[Input for this task]
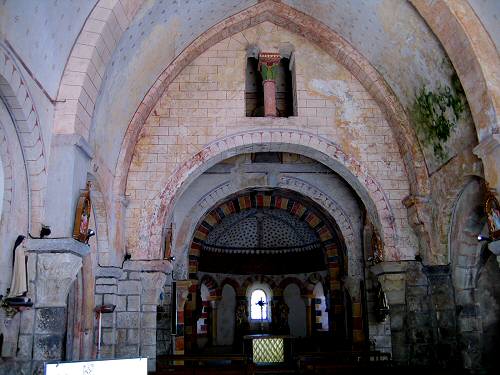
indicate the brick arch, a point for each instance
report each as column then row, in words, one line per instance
column 20, row 103
column 311, row 282
column 214, row 197
column 461, row 33
column 234, row 284
column 104, row 255
column 8, row 181
column 263, row 279
column 296, row 141
column 211, row 284
column 314, row 31
column 465, row 253
column 84, row 71
column 248, row 201
column 292, row 280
[/Input for this task]
• _Instructions to follow_:
The answer is the line with "report each as" plus every line after it, printed exactly as they appear above.

• _Written reply_:
report each as column then row, in words, one line per instance
column 20, row 103
column 311, row 282
column 214, row 197
column 461, row 33
column 234, row 284
column 104, row 255
column 8, row 181
column 263, row 279
column 296, row 141
column 211, row 284
column 314, row 31
column 465, row 253
column 84, row 71
column 248, row 201
column 292, row 280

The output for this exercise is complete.